• PROBLEM STATEMENT: The records below must be transcribed exactly, with each picture left out.
+++ INFORMATION GIVEN +++
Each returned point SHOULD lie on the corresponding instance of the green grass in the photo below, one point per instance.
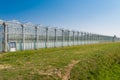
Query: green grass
(96, 62)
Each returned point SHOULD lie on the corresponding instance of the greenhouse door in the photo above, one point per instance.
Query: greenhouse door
(1, 38)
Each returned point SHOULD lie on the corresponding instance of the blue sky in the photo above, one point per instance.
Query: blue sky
(97, 16)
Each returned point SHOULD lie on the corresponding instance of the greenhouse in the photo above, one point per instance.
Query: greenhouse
(17, 36)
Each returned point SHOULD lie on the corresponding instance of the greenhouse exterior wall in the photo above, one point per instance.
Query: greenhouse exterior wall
(29, 36)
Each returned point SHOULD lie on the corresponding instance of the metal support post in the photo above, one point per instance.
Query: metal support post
(5, 38)
(62, 37)
(23, 37)
(47, 38)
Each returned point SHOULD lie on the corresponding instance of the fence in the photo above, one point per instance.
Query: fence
(29, 36)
+++
• THE ANSWER:
Each returned point SHOULD lie on the corresponding instance of the green grass in the photo below, one point per instance.
Query: green grass
(96, 62)
Each returned point SHOULD lie on the corresponding instance of the greenhouse door in the photo above, one point per instance.
Query: greenhouse door
(1, 38)
Each returned point SHOULD lie on the corresponding instance of the blue sky in the photo above, one point per instance.
Query: blue sky
(97, 16)
Each returned point SHOULD lie on the corresponding instance of the greenhouse in the photo above, one point per instance.
Query: greenhouse
(17, 36)
Each returned point SHOULD lie on the corresponding instance of the greenhouse exterior wall in the photo above, one point per instance.
Query: greenhouse exterior wall
(29, 36)
Each returned point SHOULD lie on the corresponding instance of the metal support post in the photo above, one point per instance.
Query: metal support post
(5, 38)
(62, 37)
(23, 37)
(47, 38)
Each returned point SHOULD lie on the corresponding instance of the fence in the photo above, one point per instance.
Query: fence
(29, 36)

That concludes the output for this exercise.